AIM OF THE EXERCISE:
Return every line of the data that contains the string "hair".

**********

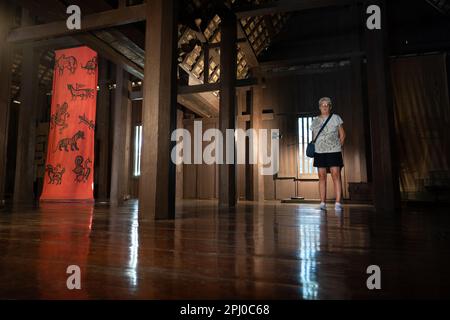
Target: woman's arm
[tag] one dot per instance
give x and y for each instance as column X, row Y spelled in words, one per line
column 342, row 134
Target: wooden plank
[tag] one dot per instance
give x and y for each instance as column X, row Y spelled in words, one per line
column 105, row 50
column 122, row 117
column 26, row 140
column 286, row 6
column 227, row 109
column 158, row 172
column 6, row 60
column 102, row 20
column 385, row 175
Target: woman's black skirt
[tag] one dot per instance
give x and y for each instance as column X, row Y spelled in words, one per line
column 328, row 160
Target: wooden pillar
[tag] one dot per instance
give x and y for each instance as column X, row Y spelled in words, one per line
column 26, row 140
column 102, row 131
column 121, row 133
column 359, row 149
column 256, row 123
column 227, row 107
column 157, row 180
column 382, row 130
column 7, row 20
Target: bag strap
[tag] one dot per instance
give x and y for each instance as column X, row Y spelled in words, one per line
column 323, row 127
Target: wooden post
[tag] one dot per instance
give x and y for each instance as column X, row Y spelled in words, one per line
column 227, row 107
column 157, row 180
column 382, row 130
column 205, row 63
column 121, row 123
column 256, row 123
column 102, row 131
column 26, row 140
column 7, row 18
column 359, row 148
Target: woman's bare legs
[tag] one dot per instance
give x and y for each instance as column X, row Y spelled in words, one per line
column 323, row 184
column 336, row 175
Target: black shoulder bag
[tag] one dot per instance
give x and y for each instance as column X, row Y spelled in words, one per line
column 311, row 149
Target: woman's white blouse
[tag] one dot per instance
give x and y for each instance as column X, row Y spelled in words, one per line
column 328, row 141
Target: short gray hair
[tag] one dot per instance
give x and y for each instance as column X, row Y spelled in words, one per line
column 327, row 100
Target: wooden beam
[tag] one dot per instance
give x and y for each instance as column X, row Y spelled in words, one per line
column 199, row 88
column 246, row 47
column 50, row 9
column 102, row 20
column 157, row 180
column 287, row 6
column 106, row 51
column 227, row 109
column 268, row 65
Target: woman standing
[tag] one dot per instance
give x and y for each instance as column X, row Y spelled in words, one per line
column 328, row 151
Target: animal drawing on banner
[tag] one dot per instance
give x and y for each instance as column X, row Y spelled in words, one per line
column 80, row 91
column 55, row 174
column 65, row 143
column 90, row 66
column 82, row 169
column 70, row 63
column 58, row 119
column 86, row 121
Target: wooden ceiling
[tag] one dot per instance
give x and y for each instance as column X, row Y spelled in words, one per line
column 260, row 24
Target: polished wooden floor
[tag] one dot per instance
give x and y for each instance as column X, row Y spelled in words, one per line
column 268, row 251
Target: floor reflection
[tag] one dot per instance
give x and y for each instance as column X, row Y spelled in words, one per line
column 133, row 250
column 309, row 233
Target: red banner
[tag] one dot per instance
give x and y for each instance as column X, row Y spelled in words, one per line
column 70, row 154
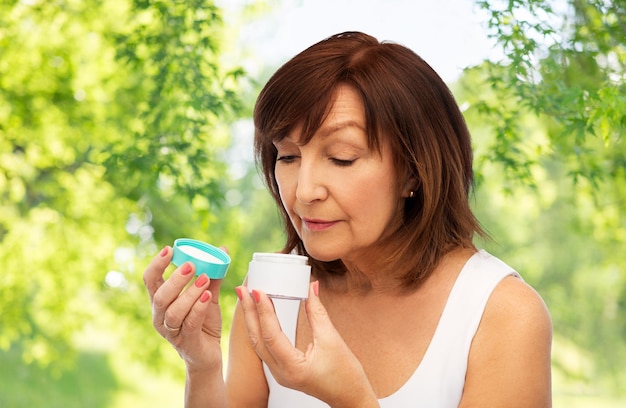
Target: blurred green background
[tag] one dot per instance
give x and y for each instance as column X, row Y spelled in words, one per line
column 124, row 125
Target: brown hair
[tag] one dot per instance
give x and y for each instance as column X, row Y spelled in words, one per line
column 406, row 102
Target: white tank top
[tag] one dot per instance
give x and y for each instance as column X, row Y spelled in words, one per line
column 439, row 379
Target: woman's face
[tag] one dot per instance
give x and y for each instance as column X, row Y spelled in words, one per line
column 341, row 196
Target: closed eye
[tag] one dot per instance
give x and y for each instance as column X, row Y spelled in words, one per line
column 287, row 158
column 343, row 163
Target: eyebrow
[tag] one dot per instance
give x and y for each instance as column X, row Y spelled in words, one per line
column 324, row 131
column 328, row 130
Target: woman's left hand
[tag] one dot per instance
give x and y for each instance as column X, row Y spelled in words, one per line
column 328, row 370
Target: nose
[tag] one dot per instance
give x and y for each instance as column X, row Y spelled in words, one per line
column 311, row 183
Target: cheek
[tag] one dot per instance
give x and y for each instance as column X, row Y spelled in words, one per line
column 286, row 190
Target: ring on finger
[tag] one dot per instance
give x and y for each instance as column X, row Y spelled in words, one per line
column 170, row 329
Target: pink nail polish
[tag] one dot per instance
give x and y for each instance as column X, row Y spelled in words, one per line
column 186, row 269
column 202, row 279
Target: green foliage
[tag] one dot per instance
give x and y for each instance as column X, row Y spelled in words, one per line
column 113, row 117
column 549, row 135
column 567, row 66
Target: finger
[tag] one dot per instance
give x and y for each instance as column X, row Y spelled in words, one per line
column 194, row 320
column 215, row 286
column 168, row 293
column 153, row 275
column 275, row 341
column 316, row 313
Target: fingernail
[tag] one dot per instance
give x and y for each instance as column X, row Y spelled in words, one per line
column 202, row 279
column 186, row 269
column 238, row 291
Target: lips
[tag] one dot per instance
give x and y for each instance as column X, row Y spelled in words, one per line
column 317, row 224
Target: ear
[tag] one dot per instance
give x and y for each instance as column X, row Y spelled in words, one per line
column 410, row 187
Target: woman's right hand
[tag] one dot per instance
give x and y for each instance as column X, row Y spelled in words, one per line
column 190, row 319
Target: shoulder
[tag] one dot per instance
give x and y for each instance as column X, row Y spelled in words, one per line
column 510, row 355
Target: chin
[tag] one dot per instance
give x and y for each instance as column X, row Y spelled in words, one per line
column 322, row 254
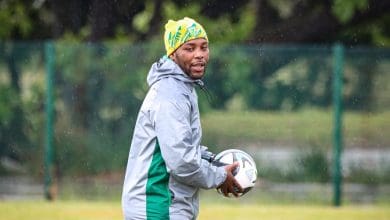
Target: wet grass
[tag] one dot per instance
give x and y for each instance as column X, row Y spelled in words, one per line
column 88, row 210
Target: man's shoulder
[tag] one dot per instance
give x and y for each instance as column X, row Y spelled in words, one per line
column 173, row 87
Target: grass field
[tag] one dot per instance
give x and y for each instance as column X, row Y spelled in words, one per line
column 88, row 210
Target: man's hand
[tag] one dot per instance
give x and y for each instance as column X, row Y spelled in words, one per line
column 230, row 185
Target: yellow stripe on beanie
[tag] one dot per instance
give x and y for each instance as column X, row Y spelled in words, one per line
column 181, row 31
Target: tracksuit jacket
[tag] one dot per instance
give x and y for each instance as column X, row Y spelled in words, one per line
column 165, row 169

**********

RESULT FOR THIS EXERCISE:
Target: short gray hair
Target: brown hair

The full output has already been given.